→ Texto extraído
>>>>

5º Voy a considerar, pues, a continuación, estas impugnaciones constitucionales.
Al hacerlo, no puedo dejar de recordar que uno de los fines primordiales, el primordial en rigor, de la revolución del 16 de septiembre fue el restablecimiento del imperio del derecho.
Esta breve expresión tiene un contenido profundo de valores cuyo desconocimiento sistemático y progresivo justificaron ampliamente el movimiento armado que depuso al régimen dictatorial imperante.
La experiencia pasada, así como la de otros países no han recuperado el libre juego de sus instituciones, nos ha permitido a todos comprobar hasta qué punto fue profética la Corte Suprema cuando en un fallo dictado a principio de 1944 recordó que “fuera de la Constitución no cabe esperar sino la anarquía o la tiranía”. (Fallos: tomo 198, página 78.)
Con este espíritu, pues, y recordando también que, como dijese el alto tribunal en otra oportunidad, “la Constitución es un estatuto para regular y garantizar las relaciones y los derechos de los hombres que viven en la República, tanto en tiempo de paz, como en tiempo de guerra, y sus provisiones no podrían suspenderse en ninguna de las grandes emergencias de carácter financiero o de otro orden en que los gobiernos pudieran encontrarse” (Fallos: tomo150 página 150), es que paso a considerar, con el detenimiento y cuidado que se merecen, las diversas impugnaciones formuladas.
Para ello, no he de seguir estrictamente el orden que se las deduce sino que voy a hacerlo de acuerdo con un planteo más general en el primer término, para referirme después en forma particularizada a aquellos problemas que no pueden quedar comprendidos en ese planteo.
Y he de proceder así, porque las garantías constitucionales están de tal modo entrelazadas que forman un conjunto armónico y, por ello, generalmente la violación grave de una daña al mismo tiempo casi todas las otras. Si, en cambio, considerando las impugnaciones más graves, se llega a la conclusión de que son infundidas, se puede tener casi la seguridad de que las demás también lo serán.
6º “Con el objeto de constituir la unión nacional, afianzar la justicia, consolidar la paz interior, proveer a la defensa común, promover el bienestar general y asegurar los beneficios de la libertad…, en el suelo argentino”, los constituyentes, “invocando la protección de Dios, fuente de toda razón y justicia”, nos dieron la constitución vigente.

<<<<

→ Tarea asignada a
Escala las filas que van desde la que contiene "Find each distant" hasta la última, ambas incluidas, y reprodúcelas completas, sin omitir nada. Multiplica por 0,85 cada coordenada de las respuestas y redondea a enteros, con las mitades hacia arriba.
El texto y las filas no tienen relación entre sí.

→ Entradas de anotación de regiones
>>>>

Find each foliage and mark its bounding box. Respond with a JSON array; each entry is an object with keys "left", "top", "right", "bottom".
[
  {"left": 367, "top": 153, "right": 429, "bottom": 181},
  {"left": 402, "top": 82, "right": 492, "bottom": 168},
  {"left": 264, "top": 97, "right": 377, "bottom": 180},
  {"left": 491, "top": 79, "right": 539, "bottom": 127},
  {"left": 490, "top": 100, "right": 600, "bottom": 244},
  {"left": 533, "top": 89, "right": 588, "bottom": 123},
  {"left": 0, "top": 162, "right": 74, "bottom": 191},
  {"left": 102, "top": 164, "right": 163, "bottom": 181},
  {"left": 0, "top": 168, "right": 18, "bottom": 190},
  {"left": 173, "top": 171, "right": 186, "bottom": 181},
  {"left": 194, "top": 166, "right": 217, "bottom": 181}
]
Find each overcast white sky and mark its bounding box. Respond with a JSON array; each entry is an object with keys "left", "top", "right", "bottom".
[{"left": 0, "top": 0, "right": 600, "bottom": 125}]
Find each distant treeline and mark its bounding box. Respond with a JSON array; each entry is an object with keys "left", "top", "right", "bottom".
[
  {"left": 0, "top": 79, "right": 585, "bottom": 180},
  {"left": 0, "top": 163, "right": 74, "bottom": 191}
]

<<<<

→ Tarea asignada b
Retoma el texto sobre las impugnaciones constitucionales y continúalo a partir de su última oración.

→ Resultado a
Find each distant treeline and mark its bounding box. Respond with a JSON array; each entry is an object with keys "left", "top", "right", "bottom".
[
  {"left": 0, "top": 67, "right": 497, "bottom": 153},
  {"left": 0, "top": 139, "right": 63, "bottom": 162}
]

→ Resultado b
Y en ella, al establecer y determinar los distintos órganos del gobierno que debían asegurar y lograr las finalidades propuestas, acordaron a los poderes políticos que se creaban la facultad de dictar leyes, pues como dice Joaquin V. González, “teniendo por objeto la subsistencia amónica del conjunto de todas las libertades individuales, importan restricciones más o menos amplias de la libertad de cada uno” (Manual de la Constitución Argentina, edición Estrada, página 117).
En otras palabras, son los poderes políticos los llamados a promover el bien común o público de la sociedad, finalidad ésta en la que radica, precisamente, la razón de ser al mismo tiempo los límites de la facultad de legislar.
Toca al Poder judicial, como la más augusta de sus funciones, velar porque en el ejercicio de esa facultad no resulten vulnerados más allá de lo razonable los derechos de las personas, puesto que es para bien de ellas que en definitiva la misma existe.
Queda dicho pues, que los derechos individuales no pueden ser absolutos, so pena de negar la vida en sociedad. Desde antiguo se ha aceptado sin discusión que los mismos pueden ser reglamentados con miras a proveer la higiene, la moral y la seguridad públicas (Corte Suprema, tomo 7, página 150). No es necesario para el estudio y resolución de esta causa ir más allá y considerar si la legislación puede o no perseguir otras finalidades que aquellas estrictamente exigidas por la convivencia, como son las enumeradas y otras similares.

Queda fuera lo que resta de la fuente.